● Work required
In the listing below, render every line from the one containing "Could you kindly tag the blonde hair" through the end of the listing as a JSON list of strings, one string per line, leaving out blank lines.

● Records to process
--------

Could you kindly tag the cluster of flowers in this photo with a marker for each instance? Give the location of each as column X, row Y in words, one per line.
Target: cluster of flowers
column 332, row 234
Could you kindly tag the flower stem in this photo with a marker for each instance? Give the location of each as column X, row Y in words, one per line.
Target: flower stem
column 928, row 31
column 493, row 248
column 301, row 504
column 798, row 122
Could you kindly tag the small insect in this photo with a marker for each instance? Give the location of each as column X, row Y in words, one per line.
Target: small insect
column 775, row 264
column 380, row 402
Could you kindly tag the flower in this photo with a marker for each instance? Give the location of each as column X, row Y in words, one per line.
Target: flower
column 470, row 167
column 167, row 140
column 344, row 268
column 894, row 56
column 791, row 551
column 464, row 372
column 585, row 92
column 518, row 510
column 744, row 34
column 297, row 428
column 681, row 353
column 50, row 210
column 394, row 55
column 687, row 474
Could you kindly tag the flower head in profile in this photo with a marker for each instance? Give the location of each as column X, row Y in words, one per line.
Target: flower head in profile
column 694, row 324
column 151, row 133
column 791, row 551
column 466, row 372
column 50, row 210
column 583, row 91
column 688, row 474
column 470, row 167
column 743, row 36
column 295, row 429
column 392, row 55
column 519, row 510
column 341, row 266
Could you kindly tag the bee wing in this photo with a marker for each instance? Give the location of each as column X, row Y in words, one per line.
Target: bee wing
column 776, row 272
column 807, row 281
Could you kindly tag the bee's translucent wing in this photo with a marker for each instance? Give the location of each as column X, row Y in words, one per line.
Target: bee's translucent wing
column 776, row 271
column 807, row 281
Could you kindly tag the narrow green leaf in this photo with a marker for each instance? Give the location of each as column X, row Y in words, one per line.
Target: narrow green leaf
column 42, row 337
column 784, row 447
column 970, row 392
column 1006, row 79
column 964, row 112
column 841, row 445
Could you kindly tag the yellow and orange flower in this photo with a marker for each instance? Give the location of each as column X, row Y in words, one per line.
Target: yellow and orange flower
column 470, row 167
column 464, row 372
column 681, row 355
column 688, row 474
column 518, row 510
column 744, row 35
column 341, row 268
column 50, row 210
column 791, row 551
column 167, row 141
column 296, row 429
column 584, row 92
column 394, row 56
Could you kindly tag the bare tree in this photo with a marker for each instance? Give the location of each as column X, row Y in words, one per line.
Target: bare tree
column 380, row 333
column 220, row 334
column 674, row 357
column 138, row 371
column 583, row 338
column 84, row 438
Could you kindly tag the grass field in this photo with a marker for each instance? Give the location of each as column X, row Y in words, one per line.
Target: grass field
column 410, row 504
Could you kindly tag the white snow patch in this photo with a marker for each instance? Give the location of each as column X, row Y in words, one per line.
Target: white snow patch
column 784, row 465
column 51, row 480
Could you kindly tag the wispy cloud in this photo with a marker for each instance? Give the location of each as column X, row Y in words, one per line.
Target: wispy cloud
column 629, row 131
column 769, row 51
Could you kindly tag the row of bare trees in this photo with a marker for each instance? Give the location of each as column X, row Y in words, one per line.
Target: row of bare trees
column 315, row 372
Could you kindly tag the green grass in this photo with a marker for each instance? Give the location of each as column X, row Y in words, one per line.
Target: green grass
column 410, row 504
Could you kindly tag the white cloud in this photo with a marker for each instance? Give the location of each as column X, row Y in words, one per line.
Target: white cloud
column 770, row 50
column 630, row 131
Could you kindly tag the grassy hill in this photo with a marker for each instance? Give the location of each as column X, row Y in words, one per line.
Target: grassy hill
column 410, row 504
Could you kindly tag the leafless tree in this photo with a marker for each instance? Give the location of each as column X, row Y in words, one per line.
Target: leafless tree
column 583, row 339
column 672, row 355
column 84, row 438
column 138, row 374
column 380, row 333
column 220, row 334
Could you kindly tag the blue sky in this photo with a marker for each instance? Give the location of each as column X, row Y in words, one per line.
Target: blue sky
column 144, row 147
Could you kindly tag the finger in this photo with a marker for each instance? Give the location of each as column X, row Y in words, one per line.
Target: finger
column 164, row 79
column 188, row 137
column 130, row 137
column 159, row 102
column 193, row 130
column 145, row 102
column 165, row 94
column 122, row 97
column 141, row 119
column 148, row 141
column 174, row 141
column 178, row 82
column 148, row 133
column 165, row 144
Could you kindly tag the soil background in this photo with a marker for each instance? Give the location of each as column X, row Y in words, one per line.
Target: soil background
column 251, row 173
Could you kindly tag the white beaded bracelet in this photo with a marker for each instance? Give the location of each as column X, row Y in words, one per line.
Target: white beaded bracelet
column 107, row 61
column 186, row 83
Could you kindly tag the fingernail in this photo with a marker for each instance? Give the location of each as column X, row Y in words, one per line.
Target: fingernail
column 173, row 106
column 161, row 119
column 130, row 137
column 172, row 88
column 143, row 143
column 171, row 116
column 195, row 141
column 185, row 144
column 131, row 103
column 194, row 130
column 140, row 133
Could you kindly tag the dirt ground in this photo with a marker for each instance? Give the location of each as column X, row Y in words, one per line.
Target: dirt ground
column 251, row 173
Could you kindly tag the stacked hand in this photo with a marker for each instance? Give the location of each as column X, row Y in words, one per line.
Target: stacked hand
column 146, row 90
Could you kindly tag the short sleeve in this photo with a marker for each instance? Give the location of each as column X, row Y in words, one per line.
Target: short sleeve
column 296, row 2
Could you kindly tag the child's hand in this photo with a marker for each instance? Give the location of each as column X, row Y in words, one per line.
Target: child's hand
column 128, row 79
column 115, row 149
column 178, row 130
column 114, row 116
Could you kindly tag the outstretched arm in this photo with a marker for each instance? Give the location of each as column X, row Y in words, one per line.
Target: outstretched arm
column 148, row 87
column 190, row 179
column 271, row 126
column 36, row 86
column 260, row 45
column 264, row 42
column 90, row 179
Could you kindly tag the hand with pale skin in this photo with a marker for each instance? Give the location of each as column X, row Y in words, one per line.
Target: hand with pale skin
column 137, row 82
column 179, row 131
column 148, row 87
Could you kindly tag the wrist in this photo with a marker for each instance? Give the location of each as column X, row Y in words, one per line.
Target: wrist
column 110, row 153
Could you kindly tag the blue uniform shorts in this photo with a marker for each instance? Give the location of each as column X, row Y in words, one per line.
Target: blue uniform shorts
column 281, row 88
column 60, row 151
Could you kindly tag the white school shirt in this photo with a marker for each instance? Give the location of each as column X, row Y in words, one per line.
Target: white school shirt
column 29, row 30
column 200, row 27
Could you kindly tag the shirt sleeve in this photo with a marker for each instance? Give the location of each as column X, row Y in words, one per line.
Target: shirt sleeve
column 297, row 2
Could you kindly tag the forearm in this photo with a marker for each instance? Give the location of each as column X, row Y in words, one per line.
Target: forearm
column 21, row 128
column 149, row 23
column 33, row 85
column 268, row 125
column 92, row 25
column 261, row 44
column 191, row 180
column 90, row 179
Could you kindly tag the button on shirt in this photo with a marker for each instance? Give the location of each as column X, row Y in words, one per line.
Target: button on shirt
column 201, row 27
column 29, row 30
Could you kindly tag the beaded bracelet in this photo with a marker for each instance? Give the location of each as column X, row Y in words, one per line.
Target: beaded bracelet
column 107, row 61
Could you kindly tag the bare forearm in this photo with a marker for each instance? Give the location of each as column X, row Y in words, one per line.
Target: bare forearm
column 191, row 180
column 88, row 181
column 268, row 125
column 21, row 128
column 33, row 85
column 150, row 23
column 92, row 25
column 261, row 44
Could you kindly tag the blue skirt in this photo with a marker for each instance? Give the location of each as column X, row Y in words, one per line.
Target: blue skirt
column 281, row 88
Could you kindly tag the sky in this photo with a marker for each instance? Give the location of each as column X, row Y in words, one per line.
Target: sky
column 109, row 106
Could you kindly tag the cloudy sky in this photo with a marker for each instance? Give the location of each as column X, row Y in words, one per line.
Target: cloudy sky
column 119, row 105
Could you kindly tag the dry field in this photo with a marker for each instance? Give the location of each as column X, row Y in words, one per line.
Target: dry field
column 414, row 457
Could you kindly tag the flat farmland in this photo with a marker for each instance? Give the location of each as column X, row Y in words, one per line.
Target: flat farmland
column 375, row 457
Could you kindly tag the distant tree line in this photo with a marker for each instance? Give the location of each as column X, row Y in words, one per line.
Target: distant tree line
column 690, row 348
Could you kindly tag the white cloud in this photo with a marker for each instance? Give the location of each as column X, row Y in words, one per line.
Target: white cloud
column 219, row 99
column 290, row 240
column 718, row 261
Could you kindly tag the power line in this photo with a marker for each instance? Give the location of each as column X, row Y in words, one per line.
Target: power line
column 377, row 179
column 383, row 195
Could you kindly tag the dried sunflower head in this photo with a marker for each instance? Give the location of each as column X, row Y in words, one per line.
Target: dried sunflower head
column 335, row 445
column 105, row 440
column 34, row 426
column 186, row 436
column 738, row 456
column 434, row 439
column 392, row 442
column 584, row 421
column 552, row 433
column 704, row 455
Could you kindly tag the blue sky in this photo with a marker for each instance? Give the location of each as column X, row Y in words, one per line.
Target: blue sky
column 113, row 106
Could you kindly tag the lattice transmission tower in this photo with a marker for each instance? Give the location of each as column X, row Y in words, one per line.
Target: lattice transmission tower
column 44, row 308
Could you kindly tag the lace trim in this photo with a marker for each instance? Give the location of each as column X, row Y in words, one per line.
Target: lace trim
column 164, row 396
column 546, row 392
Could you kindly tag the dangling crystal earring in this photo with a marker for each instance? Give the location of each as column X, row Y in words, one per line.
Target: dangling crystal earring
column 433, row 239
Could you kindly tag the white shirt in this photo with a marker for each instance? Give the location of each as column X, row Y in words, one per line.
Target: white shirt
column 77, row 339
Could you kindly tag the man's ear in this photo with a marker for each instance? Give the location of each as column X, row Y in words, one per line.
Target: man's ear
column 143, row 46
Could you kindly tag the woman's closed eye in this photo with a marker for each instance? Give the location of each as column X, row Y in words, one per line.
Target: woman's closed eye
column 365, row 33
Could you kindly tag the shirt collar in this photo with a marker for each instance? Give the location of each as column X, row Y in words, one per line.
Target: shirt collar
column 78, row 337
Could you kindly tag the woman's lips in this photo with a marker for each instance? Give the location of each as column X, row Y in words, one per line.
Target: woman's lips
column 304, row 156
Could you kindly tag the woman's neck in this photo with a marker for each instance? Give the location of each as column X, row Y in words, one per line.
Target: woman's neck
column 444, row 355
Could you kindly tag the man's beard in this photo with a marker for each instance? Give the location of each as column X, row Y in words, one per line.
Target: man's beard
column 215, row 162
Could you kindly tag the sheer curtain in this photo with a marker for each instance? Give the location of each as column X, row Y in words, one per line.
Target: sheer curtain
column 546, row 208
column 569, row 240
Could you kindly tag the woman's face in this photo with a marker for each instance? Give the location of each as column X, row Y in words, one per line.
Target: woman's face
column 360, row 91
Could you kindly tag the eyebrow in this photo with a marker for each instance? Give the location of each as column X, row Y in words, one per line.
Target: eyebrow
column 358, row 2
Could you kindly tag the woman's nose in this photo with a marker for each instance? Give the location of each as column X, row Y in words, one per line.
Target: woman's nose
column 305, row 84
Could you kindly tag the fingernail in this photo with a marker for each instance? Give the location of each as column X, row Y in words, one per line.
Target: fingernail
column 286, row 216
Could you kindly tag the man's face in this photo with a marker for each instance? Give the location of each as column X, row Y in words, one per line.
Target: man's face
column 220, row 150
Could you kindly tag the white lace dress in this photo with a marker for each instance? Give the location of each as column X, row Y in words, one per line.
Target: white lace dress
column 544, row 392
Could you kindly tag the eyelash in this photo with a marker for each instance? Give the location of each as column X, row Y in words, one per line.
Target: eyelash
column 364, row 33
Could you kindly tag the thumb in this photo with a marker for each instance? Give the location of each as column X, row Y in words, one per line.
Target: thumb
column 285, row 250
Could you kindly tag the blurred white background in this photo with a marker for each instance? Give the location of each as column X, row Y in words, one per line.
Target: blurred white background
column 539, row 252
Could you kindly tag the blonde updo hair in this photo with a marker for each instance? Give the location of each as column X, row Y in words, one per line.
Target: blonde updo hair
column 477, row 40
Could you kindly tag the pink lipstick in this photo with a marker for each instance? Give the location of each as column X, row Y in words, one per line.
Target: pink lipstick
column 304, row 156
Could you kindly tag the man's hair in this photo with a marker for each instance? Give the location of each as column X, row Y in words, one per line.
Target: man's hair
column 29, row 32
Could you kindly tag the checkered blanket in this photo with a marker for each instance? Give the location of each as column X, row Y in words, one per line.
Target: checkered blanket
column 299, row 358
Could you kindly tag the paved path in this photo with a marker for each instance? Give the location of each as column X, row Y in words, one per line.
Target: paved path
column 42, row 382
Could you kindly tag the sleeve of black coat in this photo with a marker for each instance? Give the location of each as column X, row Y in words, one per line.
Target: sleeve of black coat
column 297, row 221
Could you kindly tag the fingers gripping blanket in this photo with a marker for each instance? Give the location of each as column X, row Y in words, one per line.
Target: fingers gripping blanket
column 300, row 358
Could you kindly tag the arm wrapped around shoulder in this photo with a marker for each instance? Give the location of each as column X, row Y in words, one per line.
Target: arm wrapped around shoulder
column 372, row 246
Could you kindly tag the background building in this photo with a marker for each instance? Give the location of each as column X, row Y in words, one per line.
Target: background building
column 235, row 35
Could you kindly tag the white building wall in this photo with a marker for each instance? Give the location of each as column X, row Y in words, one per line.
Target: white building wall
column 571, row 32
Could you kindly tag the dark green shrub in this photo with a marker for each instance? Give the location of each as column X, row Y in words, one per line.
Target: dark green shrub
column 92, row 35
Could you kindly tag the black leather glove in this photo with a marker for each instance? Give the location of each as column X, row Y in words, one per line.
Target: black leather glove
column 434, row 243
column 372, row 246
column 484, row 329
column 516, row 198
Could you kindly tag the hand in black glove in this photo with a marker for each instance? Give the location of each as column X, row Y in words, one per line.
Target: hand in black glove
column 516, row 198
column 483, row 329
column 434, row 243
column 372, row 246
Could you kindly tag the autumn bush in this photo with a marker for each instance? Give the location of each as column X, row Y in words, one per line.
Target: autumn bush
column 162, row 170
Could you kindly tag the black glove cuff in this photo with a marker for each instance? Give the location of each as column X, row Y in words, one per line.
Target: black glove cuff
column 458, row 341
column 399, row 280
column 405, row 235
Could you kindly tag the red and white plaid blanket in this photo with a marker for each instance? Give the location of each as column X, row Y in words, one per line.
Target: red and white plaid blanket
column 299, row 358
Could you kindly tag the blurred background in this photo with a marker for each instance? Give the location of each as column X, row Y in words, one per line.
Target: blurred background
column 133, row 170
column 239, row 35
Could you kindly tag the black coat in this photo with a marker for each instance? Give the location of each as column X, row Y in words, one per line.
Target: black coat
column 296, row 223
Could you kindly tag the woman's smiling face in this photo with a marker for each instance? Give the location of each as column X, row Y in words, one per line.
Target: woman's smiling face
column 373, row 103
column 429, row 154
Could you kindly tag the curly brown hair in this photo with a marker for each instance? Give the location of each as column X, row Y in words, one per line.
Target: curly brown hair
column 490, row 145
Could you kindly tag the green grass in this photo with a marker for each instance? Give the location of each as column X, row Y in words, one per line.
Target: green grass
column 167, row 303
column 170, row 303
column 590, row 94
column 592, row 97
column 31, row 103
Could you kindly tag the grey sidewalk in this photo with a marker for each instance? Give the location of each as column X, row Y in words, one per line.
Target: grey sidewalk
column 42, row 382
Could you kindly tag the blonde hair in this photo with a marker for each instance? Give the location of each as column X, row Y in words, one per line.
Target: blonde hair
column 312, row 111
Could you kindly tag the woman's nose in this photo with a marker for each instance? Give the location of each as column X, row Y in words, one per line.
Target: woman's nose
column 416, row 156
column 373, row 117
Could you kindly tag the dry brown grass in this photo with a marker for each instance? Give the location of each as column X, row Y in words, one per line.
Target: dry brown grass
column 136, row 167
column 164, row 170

--------

● Output below
[
  "Could you kindly tag the blonde hair in this photo with a marker for each instance? Give the location of each as column X, row Y in words, one per line.",
  "Target: blonde hair",
  "column 312, row 111",
  "Could you kindly tag the woman's nose in this photo with a marker for each instance? Give the location of each as column X, row Y in words, one per line.",
  "Target: woman's nose",
  "column 416, row 156",
  "column 373, row 117",
  "Could you kindly tag the dry brown grass in this photo with a marker for each instance? Give the location of each as column X, row Y in words, one per line.",
  "Target: dry brown grass",
  "column 136, row 167",
  "column 164, row 170"
]